(DATASET)
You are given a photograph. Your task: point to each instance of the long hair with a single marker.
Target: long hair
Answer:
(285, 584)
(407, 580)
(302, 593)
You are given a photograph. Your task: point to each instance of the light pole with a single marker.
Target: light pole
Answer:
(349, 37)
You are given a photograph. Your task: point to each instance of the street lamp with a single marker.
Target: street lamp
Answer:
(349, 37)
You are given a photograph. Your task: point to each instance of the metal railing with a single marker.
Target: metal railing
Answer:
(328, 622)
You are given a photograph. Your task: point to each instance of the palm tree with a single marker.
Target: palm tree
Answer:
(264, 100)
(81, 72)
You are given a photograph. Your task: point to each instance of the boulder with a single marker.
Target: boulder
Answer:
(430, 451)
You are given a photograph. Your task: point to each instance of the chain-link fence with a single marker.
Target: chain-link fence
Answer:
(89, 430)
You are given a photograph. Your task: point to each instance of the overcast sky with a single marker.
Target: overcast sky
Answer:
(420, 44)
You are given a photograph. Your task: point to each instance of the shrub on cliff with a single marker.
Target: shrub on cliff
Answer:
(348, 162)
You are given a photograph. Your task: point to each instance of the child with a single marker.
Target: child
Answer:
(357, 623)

---

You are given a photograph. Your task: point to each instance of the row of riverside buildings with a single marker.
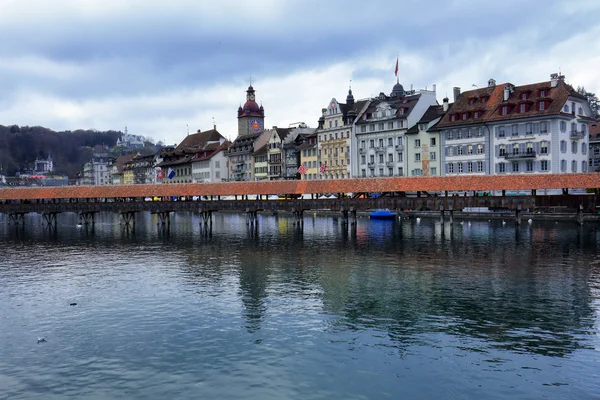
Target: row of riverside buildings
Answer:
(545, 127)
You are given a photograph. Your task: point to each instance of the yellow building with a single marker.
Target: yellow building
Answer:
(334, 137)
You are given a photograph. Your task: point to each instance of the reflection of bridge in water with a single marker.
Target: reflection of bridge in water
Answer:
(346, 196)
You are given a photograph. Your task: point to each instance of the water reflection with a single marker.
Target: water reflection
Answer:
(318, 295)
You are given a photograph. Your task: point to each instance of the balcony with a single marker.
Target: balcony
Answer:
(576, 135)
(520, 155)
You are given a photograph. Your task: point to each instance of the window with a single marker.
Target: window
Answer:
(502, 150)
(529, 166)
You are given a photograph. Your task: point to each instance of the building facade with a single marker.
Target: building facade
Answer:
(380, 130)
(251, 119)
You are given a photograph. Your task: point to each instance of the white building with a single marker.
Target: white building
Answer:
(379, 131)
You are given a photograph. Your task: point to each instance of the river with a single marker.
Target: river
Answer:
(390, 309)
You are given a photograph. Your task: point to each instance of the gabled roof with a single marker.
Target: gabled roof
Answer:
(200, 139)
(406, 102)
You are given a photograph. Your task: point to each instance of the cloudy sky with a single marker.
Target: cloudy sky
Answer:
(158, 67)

(DIRECTIONS FOR THIS TASK) Show each line of the listing above that contains the string "long", copying every such line in full.

(ANSWER TO THE PROBLEM)
You are given a photograph. Your task: point to each instance of the long hair with a single marker.
Target: long hair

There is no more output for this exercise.